### WHAT NEEDS TO BE DONE
Copy the listing starting at the line containing "Audit instructions — the first annotator's boxes for decorative" and ending at the line containing "[328,200,371,261]", requests included. Shift each bounding-box coordinate in that span by adding 94 to it.

====== GIVEN ENTRIES

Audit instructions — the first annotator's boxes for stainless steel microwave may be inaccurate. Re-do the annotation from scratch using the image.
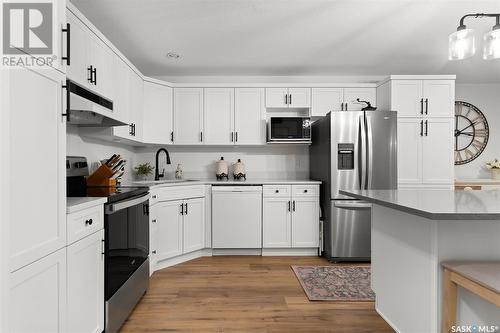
[267,117,311,142]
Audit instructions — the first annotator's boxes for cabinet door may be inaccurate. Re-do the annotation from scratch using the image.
[422,118,455,185]
[129,70,144,141]
[398,118,423,184]
[8,68,66,271]
[67,230,104,333]
[66,11,90,87]
[292,197,319,247]
[311,88,344,117]
[142,81,173,144]
[155,200,183,261]
[423,80,455,117]
[174,88,203,145]
[90,33,116,100]
[113,57,132,138]
[203,88,235,145]
[7,248,66,333]
[344,88,377,111]
[234,88,266,145]
[266,88,288,108]
[288,88,311,108]
[262,197,292,248]
[391,80,423,118]
[183,198,205,253]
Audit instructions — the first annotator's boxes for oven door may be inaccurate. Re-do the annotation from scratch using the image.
[269,117,311,141]
[104,193,149,300]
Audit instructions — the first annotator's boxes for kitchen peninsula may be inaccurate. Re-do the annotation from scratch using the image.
[340,190,500,333]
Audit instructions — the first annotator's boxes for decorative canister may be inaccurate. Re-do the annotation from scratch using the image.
[215,157,229,180]
[233,158,247,180]
[175,164,184,179]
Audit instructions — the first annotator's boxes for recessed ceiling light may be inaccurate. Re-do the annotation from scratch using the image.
[167,52,181,59]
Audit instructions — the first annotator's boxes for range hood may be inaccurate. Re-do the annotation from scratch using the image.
[66,80,128,127]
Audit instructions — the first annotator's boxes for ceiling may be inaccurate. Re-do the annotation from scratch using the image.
[72,0,500,83]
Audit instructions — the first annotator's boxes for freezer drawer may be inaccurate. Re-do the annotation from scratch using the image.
[212,186,262,249]
[328,200,371,261]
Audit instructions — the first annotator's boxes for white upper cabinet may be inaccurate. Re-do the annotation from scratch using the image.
[266,88,288,108]
[203,88,235,145]
[7,68,66,271]
[142,81,173,144]
[344,88,377,111]
[174,88,203,145]
[422,118,455,186]
[311,88,344,117]
[288,88,311,108]
[234,88,266,145]
[423,80,455,117]
[266,88,311,108]
[390,80,455,118]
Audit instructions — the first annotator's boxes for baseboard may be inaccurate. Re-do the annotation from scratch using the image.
[262,247,318,257]
[375,296,401,333]
[212,249,262,256]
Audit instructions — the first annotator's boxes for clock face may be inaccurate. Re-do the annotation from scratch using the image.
[455,101,489,165]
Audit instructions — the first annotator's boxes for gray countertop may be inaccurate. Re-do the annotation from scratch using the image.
[340,189,500,220]
[66,197,108,214]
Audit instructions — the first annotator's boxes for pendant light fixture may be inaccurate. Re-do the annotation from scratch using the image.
[448,14,500,60]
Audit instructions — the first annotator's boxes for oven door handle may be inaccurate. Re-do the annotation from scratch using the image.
[104,193,149,215]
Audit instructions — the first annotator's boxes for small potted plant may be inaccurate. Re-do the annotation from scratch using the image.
[486,158,500,180]
[134,163,155,180]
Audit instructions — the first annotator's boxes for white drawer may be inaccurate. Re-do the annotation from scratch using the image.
[262,185,291,198]
[66,205,104,244]
[149,185,205,205]
[292,185,319,198]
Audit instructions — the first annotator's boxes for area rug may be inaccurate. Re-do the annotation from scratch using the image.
[292,265,375,302]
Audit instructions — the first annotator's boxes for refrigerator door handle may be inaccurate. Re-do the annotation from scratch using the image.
[365,114,373,190]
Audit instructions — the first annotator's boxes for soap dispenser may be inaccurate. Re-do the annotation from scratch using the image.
[215,156,229,180]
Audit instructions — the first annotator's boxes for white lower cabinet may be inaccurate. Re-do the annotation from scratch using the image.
[263,185,319,248]
[67,230,104,333]
[8,248,67,333]
[151,198,205,264]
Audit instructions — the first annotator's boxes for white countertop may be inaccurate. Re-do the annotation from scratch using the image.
[340,189,500,221]
[128,179,321,189]
[66,197,108,214]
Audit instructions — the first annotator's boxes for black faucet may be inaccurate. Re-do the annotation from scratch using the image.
[155,148,170,180]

============

### FULL RESPONSE
Audit instructions — the first annotator's boxes for decorative canister may be inaccurate. Re-do the annotation from scratch using the image.
[309,251,323,274]
[327,252,341,274]
[269,258,278,273]
Audit instructions — the first annotator's boxes for recessed ceiling light may be inaccurate. Re-do the annotation from scratch using the image.
[261,146,275,153]
Audit instructions — the first annotator's boxes for range hood may be inaccurate. Re-do the annotation from scratch using the image.
[160,174,222,221]
Audit instructions — the first annotator's boxes for ceiling may be inaccurate. Re-do the annotation from scratch using the image.
[166,94,594,177]
Audit instructions — the first annotator's boxes for freezer drawer may be inaccurate. Re-do the annotation from scratch using the image.
[306,280,356,343]
[422,294,465,355]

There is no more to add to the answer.